◆ Problem details: Locate each line of the listing below that contains the word "green", and copy those lines out in full. Only matches with the same case count.

◆ Task material:
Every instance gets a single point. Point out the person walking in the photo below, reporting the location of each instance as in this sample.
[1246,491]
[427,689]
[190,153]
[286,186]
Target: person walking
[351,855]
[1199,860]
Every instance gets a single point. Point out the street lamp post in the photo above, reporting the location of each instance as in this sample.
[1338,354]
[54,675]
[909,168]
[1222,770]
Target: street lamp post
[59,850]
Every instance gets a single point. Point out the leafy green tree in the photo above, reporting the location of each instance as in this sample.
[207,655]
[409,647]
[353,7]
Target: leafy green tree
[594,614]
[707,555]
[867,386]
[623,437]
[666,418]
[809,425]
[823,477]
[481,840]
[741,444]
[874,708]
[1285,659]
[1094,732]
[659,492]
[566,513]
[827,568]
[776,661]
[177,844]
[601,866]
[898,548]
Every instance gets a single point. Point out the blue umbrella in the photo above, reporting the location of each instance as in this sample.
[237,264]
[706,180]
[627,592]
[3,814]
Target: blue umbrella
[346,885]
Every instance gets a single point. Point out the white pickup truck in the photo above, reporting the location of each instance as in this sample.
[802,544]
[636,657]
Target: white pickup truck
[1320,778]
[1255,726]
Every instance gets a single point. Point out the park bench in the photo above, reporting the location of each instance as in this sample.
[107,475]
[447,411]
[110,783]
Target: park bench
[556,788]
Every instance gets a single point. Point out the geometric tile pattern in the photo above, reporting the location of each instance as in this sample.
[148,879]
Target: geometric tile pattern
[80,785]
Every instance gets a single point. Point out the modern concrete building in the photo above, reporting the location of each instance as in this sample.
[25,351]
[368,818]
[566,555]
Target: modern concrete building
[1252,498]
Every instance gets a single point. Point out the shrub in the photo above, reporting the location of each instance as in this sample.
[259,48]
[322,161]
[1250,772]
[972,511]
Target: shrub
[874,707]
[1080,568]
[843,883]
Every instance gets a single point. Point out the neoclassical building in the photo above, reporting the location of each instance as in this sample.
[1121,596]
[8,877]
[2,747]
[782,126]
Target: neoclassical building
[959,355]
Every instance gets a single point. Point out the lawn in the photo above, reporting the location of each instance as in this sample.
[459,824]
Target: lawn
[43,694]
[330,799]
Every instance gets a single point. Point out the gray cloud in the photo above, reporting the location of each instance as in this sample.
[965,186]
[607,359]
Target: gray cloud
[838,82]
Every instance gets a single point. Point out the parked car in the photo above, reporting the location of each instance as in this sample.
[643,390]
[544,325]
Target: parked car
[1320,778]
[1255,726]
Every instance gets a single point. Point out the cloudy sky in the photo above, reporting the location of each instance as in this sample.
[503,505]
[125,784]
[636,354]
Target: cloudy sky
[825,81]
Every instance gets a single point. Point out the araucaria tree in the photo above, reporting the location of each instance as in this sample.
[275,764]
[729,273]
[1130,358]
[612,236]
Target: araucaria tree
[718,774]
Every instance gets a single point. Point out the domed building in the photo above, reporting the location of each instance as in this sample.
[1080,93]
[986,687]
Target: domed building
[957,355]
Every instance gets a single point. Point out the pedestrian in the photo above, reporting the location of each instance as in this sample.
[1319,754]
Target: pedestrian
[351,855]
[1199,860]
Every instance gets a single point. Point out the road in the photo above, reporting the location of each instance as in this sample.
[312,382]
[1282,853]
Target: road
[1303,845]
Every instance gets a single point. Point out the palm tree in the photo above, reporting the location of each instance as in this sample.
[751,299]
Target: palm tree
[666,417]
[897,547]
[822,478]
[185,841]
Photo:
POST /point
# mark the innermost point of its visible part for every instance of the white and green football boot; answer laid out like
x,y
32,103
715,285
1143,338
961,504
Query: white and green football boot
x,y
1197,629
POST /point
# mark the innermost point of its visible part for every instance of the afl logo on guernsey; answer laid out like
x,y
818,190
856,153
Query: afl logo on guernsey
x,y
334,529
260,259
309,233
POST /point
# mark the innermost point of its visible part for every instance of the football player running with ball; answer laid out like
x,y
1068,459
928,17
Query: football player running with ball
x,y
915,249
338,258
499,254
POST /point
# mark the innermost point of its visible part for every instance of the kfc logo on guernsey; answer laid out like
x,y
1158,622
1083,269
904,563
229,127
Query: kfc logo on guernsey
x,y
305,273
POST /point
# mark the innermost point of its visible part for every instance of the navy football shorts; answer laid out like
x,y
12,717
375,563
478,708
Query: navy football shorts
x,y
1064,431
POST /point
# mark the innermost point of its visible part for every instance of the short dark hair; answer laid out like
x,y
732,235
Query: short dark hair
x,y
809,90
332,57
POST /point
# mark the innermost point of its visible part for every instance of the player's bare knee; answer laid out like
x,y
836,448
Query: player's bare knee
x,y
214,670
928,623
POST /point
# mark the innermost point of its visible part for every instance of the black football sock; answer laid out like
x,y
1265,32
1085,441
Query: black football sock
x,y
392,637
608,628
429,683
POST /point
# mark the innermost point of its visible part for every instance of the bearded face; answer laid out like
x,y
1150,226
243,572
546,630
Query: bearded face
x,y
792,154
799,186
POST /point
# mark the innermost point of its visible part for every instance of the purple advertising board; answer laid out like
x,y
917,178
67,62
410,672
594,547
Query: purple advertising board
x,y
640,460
...
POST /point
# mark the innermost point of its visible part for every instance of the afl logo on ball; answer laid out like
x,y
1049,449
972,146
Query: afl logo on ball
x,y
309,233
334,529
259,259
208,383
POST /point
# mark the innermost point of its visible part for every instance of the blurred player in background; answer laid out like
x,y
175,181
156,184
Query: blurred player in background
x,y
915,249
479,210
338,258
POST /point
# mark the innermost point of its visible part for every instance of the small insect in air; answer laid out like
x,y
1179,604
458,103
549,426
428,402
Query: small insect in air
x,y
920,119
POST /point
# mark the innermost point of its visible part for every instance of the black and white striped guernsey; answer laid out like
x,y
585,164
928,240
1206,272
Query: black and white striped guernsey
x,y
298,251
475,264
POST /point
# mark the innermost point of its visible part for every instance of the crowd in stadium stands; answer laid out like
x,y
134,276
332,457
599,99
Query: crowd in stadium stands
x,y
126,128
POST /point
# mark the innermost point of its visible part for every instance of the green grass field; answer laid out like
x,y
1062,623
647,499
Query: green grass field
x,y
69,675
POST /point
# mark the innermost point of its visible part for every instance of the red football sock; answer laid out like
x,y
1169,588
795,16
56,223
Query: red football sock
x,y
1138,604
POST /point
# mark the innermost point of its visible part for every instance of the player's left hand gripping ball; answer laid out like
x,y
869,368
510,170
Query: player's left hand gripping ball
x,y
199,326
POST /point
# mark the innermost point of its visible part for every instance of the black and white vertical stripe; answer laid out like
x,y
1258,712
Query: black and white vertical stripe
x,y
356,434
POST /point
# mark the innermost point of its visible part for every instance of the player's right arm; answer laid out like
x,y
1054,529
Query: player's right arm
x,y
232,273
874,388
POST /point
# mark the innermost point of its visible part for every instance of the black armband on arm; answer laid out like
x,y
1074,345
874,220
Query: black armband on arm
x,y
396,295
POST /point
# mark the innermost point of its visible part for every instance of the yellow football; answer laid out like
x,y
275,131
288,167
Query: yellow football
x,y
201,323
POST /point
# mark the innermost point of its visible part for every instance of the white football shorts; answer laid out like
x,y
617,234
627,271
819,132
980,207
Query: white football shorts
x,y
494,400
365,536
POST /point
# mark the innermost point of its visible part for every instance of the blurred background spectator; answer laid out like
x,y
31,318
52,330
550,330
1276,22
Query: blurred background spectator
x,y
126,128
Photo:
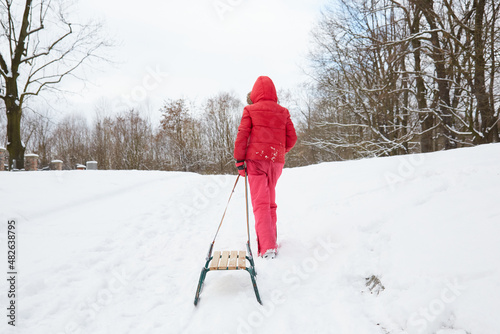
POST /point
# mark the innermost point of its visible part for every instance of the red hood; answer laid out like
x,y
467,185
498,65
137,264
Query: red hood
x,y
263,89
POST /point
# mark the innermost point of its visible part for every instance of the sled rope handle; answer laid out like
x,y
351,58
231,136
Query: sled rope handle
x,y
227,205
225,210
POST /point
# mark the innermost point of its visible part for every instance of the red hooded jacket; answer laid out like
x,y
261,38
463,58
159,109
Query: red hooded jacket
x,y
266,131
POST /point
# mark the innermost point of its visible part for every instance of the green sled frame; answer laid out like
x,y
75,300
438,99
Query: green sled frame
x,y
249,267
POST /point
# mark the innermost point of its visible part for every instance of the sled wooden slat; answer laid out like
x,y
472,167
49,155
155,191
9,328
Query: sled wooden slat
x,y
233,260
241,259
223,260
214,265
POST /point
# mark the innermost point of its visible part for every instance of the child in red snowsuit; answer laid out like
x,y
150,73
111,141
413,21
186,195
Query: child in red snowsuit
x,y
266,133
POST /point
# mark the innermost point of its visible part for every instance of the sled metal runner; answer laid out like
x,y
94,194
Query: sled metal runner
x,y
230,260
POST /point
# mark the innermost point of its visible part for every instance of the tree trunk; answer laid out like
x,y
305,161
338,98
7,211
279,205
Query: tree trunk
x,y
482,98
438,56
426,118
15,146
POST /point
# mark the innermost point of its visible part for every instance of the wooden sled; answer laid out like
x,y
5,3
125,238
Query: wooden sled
* * *
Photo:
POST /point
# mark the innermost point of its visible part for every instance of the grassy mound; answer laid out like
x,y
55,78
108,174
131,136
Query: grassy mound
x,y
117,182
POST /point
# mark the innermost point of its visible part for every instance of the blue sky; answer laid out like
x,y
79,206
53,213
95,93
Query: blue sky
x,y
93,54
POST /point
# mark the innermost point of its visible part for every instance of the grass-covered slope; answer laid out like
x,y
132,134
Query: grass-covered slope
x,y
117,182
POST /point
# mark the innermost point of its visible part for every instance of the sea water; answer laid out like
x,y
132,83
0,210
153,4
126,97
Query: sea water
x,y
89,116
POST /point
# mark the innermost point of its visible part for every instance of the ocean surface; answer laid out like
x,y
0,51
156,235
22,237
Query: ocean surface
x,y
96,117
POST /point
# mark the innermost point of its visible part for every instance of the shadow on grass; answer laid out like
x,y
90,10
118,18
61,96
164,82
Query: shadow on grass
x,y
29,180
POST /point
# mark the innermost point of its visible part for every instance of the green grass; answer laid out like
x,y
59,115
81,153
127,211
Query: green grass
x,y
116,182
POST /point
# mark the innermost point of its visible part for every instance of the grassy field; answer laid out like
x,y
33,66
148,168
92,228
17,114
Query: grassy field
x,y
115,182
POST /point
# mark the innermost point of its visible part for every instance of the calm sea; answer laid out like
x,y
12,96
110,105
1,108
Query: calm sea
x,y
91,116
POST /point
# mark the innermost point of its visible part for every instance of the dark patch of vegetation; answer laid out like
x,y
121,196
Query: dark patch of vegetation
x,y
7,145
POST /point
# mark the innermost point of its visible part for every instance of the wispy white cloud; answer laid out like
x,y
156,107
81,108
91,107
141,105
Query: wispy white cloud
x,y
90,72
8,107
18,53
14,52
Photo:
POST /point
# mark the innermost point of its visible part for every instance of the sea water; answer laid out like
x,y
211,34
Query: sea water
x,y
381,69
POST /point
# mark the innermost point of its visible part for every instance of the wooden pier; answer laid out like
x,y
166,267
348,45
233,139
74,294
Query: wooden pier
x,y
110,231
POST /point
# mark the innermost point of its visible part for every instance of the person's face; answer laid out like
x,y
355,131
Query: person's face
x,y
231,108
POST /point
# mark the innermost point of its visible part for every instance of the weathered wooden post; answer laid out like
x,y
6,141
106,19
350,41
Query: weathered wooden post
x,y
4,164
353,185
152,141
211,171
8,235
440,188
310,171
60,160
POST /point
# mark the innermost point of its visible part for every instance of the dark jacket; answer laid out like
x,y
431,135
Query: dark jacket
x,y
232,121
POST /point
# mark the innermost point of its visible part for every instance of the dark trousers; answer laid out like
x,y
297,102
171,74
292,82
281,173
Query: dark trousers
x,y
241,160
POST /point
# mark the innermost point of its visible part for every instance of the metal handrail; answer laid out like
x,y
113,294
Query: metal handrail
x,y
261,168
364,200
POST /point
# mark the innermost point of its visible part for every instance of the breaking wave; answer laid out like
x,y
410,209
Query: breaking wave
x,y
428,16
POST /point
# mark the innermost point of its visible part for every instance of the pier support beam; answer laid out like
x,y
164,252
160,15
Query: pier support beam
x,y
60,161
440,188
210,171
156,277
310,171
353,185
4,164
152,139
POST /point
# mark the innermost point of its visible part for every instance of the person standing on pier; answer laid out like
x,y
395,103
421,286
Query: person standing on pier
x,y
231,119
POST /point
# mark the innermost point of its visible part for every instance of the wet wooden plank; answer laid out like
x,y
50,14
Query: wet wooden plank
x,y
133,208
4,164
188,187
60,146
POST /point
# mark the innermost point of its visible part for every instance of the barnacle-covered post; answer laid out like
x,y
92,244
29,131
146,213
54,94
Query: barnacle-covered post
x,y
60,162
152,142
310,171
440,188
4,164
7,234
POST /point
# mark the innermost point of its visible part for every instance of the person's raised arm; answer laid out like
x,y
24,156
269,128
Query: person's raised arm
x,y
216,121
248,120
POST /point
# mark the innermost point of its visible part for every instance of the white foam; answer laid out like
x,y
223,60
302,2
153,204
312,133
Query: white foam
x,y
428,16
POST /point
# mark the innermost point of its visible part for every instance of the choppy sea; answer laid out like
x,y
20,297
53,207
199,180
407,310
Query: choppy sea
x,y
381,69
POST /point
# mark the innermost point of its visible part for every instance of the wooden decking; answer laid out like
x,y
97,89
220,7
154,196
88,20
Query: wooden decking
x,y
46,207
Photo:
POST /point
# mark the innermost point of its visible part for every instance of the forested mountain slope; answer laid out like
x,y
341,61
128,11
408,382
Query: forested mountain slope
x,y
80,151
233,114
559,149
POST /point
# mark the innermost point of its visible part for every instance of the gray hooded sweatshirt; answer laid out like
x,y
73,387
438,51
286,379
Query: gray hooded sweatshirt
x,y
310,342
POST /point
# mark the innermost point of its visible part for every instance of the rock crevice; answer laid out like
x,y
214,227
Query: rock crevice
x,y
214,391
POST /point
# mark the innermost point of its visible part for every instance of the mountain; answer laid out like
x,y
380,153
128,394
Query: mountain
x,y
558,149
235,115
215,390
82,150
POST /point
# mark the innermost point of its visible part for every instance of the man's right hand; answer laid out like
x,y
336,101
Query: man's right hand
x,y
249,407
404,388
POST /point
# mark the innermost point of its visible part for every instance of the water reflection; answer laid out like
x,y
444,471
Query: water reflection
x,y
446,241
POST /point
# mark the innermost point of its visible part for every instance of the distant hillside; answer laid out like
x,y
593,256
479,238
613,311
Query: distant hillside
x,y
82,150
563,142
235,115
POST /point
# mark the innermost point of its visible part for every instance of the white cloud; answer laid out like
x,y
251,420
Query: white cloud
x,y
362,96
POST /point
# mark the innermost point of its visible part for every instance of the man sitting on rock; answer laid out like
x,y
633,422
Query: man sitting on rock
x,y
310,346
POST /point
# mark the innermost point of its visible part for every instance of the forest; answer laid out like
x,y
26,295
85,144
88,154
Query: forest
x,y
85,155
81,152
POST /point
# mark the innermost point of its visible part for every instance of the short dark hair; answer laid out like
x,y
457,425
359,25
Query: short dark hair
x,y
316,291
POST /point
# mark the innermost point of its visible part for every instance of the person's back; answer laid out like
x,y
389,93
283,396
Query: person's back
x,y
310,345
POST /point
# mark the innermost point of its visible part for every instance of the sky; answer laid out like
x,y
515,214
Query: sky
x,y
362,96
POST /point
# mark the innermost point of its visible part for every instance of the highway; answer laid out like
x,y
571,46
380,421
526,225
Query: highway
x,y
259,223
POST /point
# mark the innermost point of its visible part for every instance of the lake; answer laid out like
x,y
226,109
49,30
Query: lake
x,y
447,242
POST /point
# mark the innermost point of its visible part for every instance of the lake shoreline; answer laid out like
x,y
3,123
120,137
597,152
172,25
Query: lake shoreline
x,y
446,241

◆ Correct result:
Every instance gets a single point. Point out the leafy green tree in the photo above, reporting the location of each instance as in this sample.
Target: leafy green tree
# mark the innermost point of its visible part for every instance of the white and green football boot; answer laid out like
Query: white and green football boot
# mark the innermost point of its visible part for every instance of the green grass field; answer laid out like
Query: green grass field
# mark the innermost point of its visible part for every instance of the green sled frame; answer laid out like
Query: green sled frame
# mark the innermost point of its visible part for every instance of the green grass; answer laid out like
Query: green grass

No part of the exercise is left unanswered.